Point placement records:
start
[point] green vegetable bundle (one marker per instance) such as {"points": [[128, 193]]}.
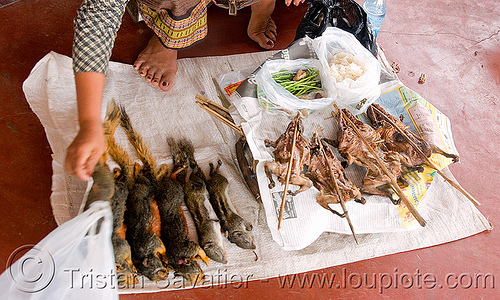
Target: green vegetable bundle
{"points": [[307, 84]]}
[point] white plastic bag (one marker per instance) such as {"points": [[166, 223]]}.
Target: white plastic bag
{"points": [[348, 93], [75, 261], [274, 97]]}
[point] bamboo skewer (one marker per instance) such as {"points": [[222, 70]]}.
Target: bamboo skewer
{"points": [[394, 184], [428, 161], [219, 112], [287, 179], [339, 193]]}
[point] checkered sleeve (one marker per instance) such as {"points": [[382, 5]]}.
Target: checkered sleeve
{"points": [[95, 26]]}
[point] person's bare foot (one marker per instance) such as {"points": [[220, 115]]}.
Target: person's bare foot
{"points": [[261, 27], [157, 64]]}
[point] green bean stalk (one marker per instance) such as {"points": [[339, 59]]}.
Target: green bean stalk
{"points": [[305, 85]]}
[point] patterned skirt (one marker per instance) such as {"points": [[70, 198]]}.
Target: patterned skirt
{"points": [[179, 23]]}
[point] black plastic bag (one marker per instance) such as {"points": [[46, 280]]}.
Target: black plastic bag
{"points": [[344, 14]]}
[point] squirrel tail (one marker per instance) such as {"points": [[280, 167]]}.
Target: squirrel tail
{"points": [[148, 161]]}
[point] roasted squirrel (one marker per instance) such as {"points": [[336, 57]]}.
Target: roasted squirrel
{"points": [[148, 251], [236, 228], [181, 252], [197, 199]]}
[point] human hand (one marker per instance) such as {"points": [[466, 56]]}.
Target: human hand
{"points": [[295, 2], [84, 152]]}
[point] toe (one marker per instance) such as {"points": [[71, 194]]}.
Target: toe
{"points": [[143, 70], [156, 80], [166, 83]]}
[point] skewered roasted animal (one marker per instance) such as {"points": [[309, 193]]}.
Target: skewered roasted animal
{"points": [[322, 165], [181, 252], [352, 148], [282, 154], [385, 124], [148, 251], [237, 229]]}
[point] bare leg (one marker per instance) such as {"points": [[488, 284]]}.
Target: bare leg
{"points": [[261, 27], [157, 64]]}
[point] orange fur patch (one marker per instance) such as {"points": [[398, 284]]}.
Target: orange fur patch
{"points": [[155, 219]]}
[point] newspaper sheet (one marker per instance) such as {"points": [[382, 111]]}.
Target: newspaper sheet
{"points": [[305, 220]]}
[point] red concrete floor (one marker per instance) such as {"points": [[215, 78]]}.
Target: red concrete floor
{"points": [[456, 45]]}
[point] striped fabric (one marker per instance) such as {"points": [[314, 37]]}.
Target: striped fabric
{"points": [[178, 24], [177, 31]]}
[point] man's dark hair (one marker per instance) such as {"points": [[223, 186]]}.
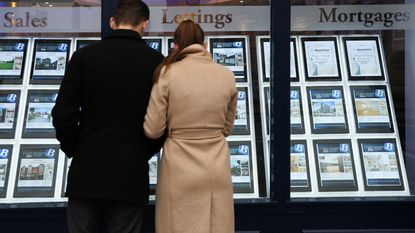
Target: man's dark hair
{"points": [[131, 12]]}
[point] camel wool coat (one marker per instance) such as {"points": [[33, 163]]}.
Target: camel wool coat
{"points": [[195, 100]]}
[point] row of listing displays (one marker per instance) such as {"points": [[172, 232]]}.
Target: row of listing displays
{"points": [[336, 165], [323, 58], [49, 57], [327, 109], [38, 118], [37, 166]]}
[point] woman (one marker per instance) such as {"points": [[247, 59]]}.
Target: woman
{"points": [[194, 99]]}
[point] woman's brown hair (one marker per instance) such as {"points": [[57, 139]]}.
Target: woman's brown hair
{"points": [[186, 34]]}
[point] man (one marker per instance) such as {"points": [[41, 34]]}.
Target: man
{"points": [[98, 119]]}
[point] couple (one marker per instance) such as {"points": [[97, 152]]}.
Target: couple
{"points": [[119, 103]]}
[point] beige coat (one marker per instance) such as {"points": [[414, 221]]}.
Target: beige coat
{"points": [[196, 101]]}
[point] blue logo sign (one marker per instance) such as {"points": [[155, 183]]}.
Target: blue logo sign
{"points": [[298, 148], [19, 47], [344, 148], [4, 153], [62, 47], [389, 147], [243, 149], [50, 153], [294, 94], [336, 94], [380, 93], [11, 98], [237, 44]]}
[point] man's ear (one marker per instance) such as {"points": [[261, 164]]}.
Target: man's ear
{"points": [[113, 25]]}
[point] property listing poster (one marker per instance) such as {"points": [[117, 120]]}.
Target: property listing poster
{"points": [[321, 59], [6, 152], [241, 125], [9, 106], [36, 171], [371, 109], [296, 111], [299, 166], [327, 111], [241, 167], [335, 165], [12, 60], [38, 116], [380, 161], [49, 61], [363, 58], [230, 52]]}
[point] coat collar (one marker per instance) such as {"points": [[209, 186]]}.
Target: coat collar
{"points": [[124, 33]]}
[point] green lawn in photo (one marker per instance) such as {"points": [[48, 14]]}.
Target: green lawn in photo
{"points": [[8, 65]]}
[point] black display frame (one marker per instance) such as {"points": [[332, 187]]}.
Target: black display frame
{"points": [[328, 130], [243, 41], [10, 133], [13, 79], [360, 143], [241, 130], [336, 184], [301, 129], [345, 39], [389, 129], [239, 188], [6, 150], [308, 77], [306, 154], [39, 191], [48, 79], [39, 132]]}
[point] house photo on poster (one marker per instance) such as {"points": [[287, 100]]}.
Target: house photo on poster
{"points": [[12, 60], [230, 52], [50, 58], [6, 152], [9, 106], [36, 171], [38, 116]]}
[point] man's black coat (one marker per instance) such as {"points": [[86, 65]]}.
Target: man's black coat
{"points": [[99, 117]]}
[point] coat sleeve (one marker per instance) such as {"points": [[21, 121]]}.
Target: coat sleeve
{"points": [[66, 112], [230, 116], [155, 121]]}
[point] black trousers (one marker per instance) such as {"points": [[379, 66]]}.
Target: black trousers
{"points": [[96, 216]]}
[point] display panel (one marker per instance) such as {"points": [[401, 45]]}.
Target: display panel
{"points": [[267, 98], [66, 166], [300, 174], [6, 152], [294, 77], [296, 111], [371, 109], [321, 58], [155, 43], [380, 164], [36, 171], [230, 52], [50, 58], [241, 166], [327, 110], [241, 125], [265, 58], [38, 116], [363, 58], [9, 107], [335, 165], [85, 42], [12, 60]]}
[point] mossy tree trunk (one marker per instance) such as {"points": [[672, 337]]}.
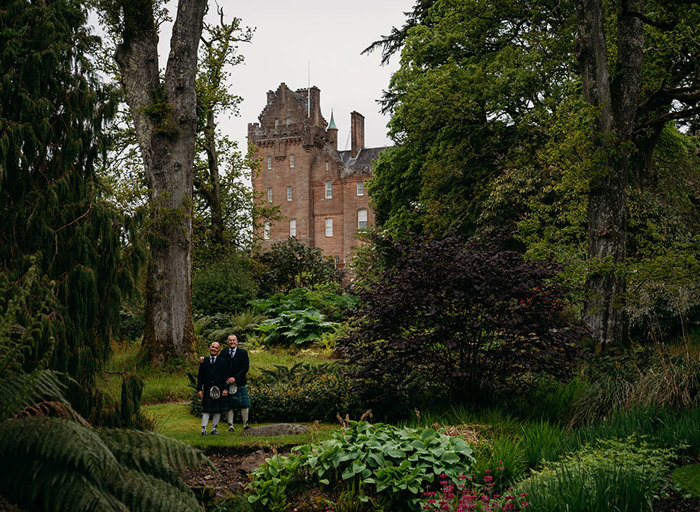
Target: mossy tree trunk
{"points": [[164, 113], [615, 94]]}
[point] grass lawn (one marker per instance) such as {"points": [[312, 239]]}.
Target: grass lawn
{"points": [[171, 384], [174, 420]]}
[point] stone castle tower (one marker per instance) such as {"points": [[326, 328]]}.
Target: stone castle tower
{"points": [[321, 191]]}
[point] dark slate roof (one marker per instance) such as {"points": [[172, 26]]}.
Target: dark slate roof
{"points": [[362, 164]]}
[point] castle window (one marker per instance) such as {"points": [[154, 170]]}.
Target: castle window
{"points": [[362, 219]]}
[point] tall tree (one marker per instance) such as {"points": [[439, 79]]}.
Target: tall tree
{"points": [[52, 114], [163, 109], [635, 92], [474, 76], [213, 98]]}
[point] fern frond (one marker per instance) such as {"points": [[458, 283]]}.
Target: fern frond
{"points": [[55, 465], [144, 493], [54, 409], [20, 390], [57, 441], [152, 453]]}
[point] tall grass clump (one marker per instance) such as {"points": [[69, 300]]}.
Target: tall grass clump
{"points": [[668, 427], [504, 453], [607, 475], [542, 442], [552, 400], [623, 384]]}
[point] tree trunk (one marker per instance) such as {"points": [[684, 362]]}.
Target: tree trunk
{"points": [[214, 199], [165, 119], [616, 99]]}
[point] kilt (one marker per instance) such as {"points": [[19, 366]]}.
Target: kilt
{"points": [[210, 405], [240, 399]]}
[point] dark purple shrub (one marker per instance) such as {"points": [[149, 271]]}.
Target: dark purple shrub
{"points": [[453, 320]]}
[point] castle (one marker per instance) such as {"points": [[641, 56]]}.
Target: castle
{"points": [[321, 191]]}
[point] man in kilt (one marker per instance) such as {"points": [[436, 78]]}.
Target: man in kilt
{"points": [[211, 387], [238, 362]]}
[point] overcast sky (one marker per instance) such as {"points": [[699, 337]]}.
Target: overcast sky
{"points": [[328, 35]]}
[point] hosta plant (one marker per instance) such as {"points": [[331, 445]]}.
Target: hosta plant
{"points": [[389, 465]]}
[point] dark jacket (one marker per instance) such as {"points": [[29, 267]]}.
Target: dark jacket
{"points": [[238, 365]]}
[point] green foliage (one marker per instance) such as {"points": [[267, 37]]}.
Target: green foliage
{"points": [[505, 454], [299, 317], [325, 298], [317, 394], [465, 103], [131, 325], [296, 327], [292, 264], [608, 475], [688, 478], [224, 287], [51, 459], [389, 463], [541, 442], [552, 401], [52, 113], [301, 373], [219, 326], [641, 379], [667, 427]]}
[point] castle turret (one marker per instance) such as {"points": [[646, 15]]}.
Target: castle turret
{"points": [[357, 132], [332, 133]]}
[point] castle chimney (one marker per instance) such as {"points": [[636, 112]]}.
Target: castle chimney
{"points": [[357, 132]]}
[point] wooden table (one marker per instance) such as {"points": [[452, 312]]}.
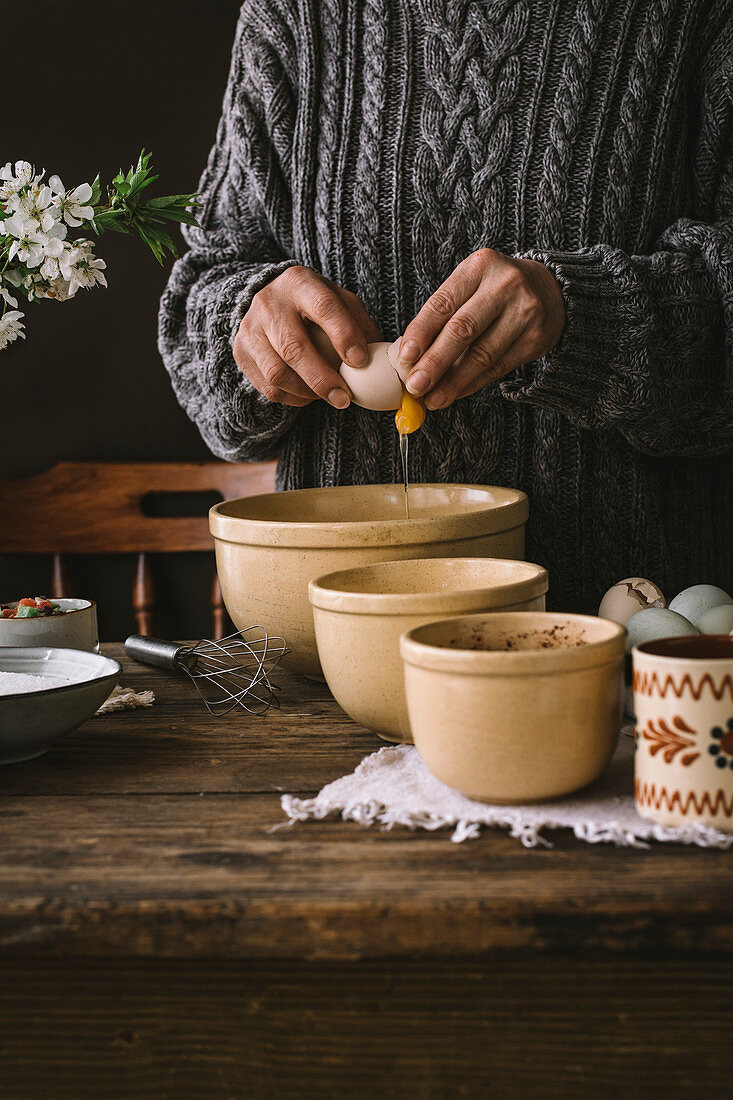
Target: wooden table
{"points": [[157, 938]]}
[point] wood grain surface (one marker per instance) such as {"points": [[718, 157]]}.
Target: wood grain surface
{"points": [[155, 827], [496, 1030], [159, 938]]}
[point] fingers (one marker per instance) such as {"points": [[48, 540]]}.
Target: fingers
{"points": [[315, 298], [489, 359], [271, 376], [358, 310], [439, 315], [291, 341]]}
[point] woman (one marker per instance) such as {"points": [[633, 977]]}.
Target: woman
{"points": [[538, 195]]}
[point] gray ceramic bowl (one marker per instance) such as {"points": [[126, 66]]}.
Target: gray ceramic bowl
{"points": [[31, 722], [75, 629]]}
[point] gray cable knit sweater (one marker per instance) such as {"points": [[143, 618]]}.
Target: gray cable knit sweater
{"points": [[382, 141]]}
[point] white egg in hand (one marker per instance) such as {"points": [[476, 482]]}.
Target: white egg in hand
{"points": [[717, 619], [696, 601], [375, 385], [630, 596], [656, 623]]}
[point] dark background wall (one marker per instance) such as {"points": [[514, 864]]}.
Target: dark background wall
{"points": [[101, 81]]}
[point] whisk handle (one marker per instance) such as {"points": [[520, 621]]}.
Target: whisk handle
{"points": [[164, 655]]}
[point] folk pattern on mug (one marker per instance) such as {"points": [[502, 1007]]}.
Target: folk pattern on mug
{"points": [[669, 743], [657, 798], [722, 745], [651, 683]]}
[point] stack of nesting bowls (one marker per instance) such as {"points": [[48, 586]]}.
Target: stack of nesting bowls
{"points": [[360, 614], [270, 547]]}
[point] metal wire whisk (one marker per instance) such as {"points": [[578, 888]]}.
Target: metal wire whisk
{"points": [[233, 671]]}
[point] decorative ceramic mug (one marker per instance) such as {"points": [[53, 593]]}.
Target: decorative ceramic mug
{"points": [[684, 706]]}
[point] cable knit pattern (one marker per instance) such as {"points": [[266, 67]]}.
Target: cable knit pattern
{"points": [[604, 130], [472, 74], [571, 103], [637, 99]]}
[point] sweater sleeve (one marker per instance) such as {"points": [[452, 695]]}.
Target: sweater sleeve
{"points": [[647, 348], [244, 242]]}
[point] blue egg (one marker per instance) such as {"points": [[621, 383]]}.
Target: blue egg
{"points": [[655, 623], [696, 601]]}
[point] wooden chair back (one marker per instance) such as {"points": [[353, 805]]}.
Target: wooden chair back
{"points": [[99, 507]]}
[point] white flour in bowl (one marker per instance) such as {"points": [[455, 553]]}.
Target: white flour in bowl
{"points": [[15, 683]]}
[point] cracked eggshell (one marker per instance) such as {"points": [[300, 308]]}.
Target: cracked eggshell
{"points": [[717, 619], [630, 596], [656, 623], [375, 385], [696, 601]]}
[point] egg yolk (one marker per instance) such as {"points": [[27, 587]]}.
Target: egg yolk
{"points": [[411, 414]]}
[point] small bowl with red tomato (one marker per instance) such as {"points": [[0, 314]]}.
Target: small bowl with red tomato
{"points": [[40, 620]]}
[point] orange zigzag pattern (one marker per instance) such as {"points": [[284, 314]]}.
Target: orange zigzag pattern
{"points": [[649, 794], [646, 683]]}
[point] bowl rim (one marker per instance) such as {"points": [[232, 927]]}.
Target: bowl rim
{"points": [[325, 594], [507, 510], [24, 650], [34, 618], [522, 662]]}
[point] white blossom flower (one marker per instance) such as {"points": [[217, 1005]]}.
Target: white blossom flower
{"points": [[70, 205], [80, 267], [11, 327], [8, 297], [58, 289], [29, 241], [12, 184]]}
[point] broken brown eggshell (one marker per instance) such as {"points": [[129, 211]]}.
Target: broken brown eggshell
{"points": [[627, 597]]}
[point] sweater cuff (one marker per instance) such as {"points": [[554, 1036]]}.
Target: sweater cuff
{"points": [[255, 283], [571, 377]]}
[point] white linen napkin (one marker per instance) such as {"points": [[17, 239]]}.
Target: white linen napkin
{"points": [[393, 787]]}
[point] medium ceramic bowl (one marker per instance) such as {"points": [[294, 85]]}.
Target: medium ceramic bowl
{"points": [[31, 722], [75, 629], [515, 706], [269, 547], [360, 613]]}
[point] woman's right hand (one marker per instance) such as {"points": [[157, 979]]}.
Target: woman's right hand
{"points": [[274, 347]]}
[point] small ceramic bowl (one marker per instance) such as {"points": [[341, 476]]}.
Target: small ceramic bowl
{"points": [[75, 629], [30, 723], [270, 546], [360, 613], [515, 706]]}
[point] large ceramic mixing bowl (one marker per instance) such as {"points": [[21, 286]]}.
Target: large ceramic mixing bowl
{"points": [[515, 706], [269, 547], [360, 613]]}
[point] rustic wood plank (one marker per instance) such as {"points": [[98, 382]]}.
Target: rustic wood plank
{"points": [[148, 833], [96, 507], [441, 1030], [177, 747], [205, 875]]}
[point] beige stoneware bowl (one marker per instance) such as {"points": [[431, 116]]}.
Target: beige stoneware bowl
{"points": [[269, 547], [360, 613], [515, 706]]}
end
__What you need to do__:
Give the lines exactly as they stand, from the line with "[point] large ceramic" through the end of the material.

__The answer__:
[point] large ceramic mixing bowl (one marker per instance) such as {"points": [[21, 286]]}.
Target: large ceramic mixing bowl
{"points": [[515, 706], [269, 547], [360, 613]]}
[point] rustic wood plank (one marker per instance) such as {"points": [[98, 382]]}.
Target: rustic wood plank
{"points": [[148, 833], [96, 507], [441, 1030], [177, 747], [205, 875]]}
[point] beige stoneware bowl (one marker per instance) such as {"points": [[431, 116]]}.
Target: beige stoneware bowl
{"points": [[269, 547], [360, 613], [515, 706]]}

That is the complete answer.